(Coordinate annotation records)
>> start

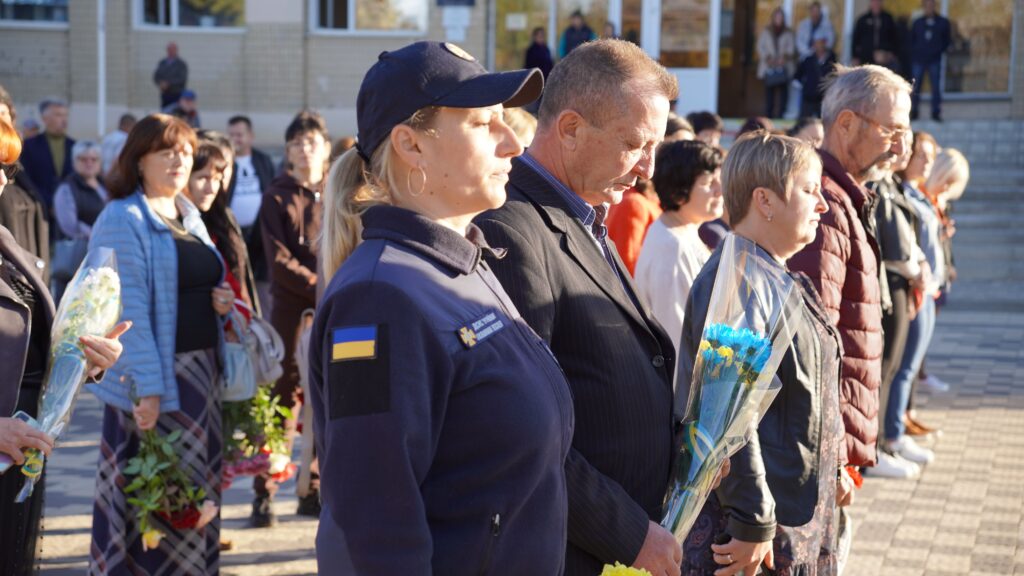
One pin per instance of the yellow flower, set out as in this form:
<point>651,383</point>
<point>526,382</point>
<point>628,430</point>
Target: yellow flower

>> end

Problem to work on -> Arrange the text lines of the records above as a JSON list of strings, one string per line, leaving out blank lines and the pictures.

The solution ->
[
  "One pin per instance of the yellow flower, set out as in this form:",
  "<point>651,383</point>",
  "<point>526,382</point>",
  "<point>628,430</point>",
  "Target: yellow flower"
]